#### [Requirement]
Pull out each of the lines below that contains the string "grass". Case counts.

— begin —

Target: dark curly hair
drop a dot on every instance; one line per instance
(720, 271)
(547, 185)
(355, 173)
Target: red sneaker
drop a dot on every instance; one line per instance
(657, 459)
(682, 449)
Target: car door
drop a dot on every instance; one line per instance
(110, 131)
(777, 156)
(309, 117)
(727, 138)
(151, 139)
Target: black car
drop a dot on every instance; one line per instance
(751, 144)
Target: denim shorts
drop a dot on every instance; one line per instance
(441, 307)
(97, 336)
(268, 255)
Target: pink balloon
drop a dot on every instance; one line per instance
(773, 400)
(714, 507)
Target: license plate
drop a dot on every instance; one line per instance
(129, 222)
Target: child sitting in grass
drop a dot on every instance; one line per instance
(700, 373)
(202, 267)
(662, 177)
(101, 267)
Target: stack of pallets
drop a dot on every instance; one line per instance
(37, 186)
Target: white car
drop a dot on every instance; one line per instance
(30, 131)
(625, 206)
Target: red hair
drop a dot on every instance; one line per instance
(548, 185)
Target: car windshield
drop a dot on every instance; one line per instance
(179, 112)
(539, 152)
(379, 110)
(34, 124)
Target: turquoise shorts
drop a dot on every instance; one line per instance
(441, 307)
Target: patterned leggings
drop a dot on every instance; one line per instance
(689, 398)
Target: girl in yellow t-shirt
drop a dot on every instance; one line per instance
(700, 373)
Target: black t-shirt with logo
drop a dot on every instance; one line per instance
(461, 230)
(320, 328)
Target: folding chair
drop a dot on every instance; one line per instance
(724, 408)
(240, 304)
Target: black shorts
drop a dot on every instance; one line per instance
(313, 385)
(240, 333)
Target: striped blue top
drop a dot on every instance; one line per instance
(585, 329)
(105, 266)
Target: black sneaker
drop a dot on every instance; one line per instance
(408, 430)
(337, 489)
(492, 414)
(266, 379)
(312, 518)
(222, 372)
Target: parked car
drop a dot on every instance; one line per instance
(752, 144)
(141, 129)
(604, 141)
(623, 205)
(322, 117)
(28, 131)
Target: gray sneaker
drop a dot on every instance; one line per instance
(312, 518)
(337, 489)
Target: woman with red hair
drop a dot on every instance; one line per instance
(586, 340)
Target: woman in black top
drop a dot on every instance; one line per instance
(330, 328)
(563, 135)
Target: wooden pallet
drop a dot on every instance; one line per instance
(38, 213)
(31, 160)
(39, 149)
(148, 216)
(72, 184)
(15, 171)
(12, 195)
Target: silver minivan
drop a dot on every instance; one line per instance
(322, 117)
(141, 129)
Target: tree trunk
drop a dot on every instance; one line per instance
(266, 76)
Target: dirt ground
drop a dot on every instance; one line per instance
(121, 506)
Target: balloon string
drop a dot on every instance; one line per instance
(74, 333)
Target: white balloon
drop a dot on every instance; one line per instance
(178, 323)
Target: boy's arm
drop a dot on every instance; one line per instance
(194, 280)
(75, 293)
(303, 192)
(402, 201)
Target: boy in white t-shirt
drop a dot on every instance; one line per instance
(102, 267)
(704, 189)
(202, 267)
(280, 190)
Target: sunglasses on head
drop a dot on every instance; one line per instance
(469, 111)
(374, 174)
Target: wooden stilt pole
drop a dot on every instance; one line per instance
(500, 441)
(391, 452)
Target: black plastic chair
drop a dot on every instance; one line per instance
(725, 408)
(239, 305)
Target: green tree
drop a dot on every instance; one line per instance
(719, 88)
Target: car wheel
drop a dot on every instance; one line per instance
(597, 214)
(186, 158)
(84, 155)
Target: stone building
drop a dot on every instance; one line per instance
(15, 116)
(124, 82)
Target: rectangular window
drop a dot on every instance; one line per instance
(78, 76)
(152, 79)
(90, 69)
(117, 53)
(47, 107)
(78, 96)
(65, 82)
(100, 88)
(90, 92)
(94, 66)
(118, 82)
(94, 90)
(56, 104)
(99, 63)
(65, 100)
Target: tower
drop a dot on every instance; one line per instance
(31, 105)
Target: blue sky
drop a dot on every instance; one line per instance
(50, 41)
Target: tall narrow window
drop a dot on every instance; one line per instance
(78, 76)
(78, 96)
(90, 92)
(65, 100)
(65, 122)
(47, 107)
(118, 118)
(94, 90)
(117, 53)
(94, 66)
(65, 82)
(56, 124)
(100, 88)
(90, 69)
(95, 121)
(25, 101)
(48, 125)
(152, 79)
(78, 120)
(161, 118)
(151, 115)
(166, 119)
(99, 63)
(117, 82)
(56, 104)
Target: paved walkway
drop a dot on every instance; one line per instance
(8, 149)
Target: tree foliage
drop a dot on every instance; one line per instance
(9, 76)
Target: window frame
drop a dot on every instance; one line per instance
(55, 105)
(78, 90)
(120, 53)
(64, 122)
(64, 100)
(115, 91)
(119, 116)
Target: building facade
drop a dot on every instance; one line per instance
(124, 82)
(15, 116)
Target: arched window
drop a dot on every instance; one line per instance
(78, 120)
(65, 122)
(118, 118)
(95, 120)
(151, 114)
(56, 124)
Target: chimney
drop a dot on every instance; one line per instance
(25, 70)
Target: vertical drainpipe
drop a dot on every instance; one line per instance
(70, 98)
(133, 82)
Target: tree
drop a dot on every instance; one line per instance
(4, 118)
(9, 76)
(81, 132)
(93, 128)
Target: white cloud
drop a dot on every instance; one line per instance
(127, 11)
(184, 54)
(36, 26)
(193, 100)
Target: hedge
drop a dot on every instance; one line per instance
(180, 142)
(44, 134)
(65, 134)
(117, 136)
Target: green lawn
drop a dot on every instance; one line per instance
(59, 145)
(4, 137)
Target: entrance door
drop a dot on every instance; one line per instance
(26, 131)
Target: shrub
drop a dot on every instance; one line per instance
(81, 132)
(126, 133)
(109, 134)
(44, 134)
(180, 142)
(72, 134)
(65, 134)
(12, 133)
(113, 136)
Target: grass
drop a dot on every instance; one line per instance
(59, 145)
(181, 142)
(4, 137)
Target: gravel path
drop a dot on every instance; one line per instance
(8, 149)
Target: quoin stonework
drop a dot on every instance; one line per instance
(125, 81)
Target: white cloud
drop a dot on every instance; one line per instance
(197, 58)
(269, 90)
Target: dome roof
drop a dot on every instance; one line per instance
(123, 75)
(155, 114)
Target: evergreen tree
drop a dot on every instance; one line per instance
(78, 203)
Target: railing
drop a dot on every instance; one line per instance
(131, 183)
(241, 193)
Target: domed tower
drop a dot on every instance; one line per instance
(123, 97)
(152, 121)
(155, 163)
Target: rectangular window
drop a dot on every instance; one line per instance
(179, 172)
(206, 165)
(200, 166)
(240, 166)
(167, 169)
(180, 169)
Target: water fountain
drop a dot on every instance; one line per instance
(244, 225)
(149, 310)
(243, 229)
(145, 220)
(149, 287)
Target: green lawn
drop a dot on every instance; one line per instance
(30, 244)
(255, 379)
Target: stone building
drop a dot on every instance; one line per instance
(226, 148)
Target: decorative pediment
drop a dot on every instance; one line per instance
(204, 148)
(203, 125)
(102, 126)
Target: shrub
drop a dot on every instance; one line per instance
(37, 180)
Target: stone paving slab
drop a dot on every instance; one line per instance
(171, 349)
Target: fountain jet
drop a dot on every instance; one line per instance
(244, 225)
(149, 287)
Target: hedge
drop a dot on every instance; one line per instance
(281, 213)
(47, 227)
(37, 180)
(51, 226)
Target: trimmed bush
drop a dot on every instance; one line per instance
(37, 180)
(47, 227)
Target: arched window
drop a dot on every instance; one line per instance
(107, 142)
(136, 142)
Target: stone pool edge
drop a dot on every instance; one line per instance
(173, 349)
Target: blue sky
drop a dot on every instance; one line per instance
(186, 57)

— end —
— begin —

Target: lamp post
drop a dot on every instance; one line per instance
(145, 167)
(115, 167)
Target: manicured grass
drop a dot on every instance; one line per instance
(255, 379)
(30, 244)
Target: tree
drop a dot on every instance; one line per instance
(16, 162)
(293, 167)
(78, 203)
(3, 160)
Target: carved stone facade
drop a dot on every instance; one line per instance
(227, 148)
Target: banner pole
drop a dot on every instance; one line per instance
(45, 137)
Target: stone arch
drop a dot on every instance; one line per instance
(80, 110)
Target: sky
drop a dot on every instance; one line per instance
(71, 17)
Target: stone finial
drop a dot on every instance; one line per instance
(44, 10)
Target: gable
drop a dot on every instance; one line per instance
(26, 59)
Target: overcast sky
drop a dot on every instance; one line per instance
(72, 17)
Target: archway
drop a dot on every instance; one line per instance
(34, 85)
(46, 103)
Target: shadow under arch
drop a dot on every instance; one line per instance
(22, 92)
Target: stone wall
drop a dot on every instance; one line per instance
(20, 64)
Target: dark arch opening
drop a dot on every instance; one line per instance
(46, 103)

— end —

#### [Result of this task]
Target: child sitting in grass
Target: grass
Target: manicured grass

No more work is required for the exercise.